--- WHAT TO WORK ON ---
Exactly the lines from the one containing "the treadmill in" through the end of the data below are to be reproduced, and nothing besides them.

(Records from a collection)
========================================================================
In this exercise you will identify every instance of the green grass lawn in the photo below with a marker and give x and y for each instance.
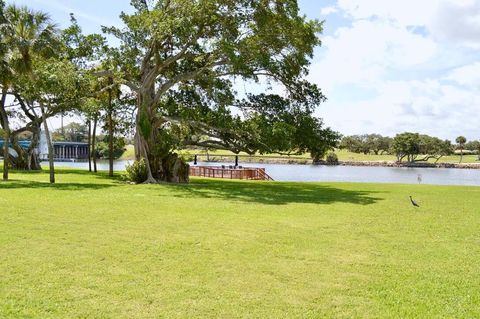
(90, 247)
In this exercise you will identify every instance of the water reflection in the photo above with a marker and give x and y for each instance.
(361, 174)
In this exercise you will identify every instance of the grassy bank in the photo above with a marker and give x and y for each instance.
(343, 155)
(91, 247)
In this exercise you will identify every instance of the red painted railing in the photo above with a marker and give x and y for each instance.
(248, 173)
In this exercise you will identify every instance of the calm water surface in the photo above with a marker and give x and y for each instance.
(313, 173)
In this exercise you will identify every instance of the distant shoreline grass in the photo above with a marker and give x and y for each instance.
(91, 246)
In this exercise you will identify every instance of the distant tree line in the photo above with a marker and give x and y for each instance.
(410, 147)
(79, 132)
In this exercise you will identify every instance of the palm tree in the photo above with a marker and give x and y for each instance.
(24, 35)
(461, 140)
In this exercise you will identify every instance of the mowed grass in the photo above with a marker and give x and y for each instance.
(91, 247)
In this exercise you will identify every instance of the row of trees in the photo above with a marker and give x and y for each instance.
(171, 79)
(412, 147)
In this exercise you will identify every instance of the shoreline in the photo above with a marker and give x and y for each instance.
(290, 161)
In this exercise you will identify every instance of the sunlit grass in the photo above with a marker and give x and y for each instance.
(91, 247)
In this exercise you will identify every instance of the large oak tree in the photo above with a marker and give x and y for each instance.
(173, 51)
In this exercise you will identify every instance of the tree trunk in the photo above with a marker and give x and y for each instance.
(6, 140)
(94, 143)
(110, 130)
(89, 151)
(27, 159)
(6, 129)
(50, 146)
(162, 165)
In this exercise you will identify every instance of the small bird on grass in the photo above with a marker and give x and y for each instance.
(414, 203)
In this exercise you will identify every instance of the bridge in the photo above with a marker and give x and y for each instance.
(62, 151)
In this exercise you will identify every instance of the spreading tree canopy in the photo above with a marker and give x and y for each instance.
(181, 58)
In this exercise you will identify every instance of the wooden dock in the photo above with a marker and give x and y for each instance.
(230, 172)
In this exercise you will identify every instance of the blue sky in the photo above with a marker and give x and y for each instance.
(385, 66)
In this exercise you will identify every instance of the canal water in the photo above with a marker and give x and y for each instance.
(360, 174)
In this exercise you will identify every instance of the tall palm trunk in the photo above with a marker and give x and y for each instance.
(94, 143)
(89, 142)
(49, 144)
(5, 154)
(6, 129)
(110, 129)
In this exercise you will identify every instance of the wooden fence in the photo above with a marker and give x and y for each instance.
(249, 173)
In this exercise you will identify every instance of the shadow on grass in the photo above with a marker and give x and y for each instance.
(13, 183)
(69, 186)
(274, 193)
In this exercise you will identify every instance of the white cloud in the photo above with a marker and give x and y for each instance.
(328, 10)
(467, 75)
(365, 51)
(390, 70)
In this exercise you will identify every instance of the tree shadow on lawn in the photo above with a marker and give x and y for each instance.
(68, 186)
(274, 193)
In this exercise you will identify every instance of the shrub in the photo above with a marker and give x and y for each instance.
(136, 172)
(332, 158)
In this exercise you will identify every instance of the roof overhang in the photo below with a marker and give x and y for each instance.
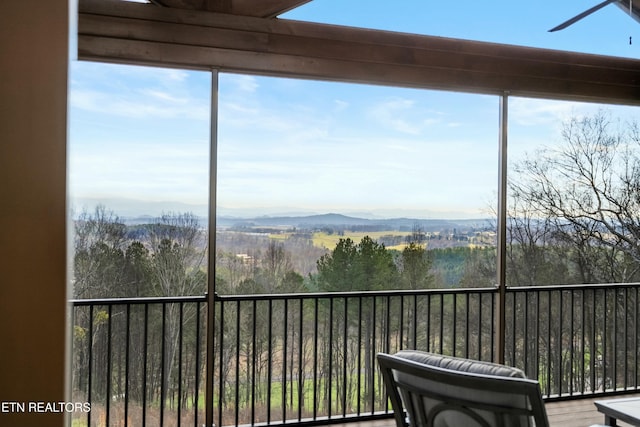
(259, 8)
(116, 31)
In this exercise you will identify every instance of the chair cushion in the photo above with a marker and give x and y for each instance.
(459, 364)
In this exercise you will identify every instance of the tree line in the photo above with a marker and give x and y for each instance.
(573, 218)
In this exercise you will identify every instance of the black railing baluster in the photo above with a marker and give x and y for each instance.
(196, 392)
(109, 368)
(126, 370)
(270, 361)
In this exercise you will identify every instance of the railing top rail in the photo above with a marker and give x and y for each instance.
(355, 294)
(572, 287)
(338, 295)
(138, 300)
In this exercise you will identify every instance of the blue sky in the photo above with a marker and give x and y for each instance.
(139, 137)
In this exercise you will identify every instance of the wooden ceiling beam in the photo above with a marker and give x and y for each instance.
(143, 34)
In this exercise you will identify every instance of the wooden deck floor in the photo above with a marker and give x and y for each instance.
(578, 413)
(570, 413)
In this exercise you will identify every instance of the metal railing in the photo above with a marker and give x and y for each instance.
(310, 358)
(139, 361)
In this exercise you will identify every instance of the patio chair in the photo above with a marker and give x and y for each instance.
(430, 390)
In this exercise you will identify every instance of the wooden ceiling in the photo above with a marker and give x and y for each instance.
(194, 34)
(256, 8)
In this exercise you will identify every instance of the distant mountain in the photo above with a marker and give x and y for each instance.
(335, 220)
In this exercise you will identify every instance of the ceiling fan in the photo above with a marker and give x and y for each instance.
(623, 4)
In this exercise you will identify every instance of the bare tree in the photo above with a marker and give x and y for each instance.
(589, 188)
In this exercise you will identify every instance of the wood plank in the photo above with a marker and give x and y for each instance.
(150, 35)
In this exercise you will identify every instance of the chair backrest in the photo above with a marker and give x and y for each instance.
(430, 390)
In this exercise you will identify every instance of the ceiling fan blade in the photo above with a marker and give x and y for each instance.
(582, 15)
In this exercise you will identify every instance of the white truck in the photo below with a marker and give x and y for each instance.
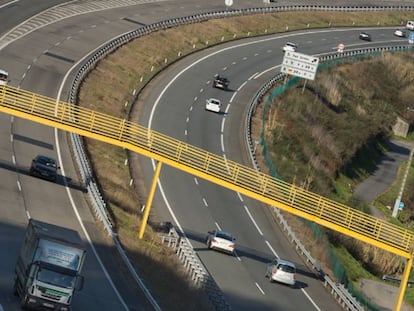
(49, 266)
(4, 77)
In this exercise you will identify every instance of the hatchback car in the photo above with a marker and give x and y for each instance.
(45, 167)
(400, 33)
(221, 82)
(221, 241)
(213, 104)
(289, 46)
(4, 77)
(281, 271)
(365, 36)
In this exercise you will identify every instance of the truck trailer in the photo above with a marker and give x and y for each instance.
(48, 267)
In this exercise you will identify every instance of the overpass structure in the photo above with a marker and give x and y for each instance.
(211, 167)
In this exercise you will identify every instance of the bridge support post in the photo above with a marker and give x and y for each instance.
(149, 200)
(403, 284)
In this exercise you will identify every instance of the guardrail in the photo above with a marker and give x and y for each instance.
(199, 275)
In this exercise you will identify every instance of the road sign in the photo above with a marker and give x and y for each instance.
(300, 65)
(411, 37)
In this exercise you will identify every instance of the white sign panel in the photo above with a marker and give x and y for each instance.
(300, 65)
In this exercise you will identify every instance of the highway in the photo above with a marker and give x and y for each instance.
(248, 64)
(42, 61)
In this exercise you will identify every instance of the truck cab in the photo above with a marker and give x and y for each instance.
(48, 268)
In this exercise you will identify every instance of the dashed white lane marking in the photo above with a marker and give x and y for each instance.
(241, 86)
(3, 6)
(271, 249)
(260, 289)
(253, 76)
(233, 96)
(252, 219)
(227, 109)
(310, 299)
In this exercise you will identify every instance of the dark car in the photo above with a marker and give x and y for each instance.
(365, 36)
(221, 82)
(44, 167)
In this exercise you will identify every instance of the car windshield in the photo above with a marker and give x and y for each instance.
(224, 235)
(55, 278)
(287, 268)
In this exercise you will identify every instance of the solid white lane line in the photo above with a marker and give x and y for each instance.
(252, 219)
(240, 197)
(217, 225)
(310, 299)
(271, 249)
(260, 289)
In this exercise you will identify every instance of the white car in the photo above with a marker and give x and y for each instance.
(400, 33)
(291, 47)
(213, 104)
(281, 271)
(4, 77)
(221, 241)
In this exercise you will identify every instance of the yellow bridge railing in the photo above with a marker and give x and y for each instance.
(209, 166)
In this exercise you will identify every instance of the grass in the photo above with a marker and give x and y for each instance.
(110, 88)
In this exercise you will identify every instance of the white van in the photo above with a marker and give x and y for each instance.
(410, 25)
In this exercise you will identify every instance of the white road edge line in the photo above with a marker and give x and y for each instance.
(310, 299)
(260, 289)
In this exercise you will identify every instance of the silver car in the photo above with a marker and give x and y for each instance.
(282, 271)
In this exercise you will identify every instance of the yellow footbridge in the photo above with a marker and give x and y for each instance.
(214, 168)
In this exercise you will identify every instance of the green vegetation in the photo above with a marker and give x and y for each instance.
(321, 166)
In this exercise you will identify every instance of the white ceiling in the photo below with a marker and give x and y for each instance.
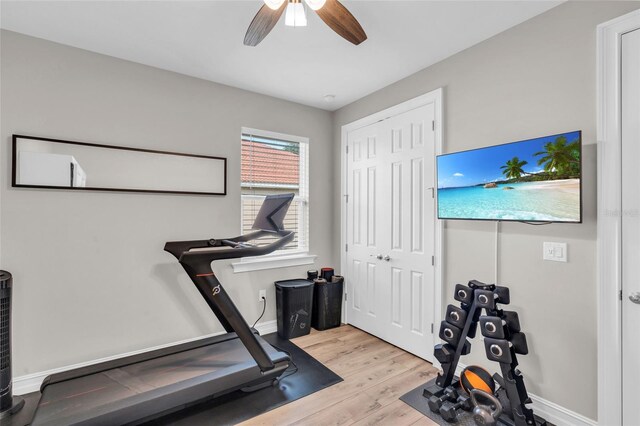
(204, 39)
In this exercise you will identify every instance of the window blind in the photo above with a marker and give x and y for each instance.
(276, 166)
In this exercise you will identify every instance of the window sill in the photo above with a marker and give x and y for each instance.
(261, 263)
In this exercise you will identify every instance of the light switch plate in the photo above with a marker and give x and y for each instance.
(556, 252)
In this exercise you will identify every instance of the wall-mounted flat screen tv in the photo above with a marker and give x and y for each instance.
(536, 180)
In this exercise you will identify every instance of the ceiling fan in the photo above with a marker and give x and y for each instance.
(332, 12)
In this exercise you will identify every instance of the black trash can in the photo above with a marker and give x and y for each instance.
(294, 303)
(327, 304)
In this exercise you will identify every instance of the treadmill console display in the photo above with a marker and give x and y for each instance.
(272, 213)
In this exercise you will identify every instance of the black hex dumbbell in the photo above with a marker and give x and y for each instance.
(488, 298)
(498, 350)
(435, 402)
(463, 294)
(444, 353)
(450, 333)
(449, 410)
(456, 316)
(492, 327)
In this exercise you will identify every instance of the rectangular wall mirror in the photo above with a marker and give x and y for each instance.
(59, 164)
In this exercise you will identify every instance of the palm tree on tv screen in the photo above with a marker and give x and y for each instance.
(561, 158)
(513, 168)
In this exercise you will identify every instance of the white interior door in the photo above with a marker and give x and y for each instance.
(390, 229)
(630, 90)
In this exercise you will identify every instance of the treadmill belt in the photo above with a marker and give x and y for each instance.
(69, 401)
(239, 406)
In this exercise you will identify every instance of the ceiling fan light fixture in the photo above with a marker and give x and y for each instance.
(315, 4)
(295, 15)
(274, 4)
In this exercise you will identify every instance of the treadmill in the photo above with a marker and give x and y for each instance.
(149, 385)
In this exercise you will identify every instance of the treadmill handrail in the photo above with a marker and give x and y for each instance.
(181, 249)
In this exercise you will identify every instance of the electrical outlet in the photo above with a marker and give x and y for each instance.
========================================================================
--- ANSWER SPACE ---
In this exercise you will identify every instance of the treadmill in the photo above with a marker and give x and y for each instance.
(149, 385)
In this exercise you will identify every instance of the treadmill handrail in the photo above with a marker and give x and y for each instance.
(181, 249)
In this exercise you will identify every instance of the electrical outlet in the photo above with a marker and give x and y for each instance.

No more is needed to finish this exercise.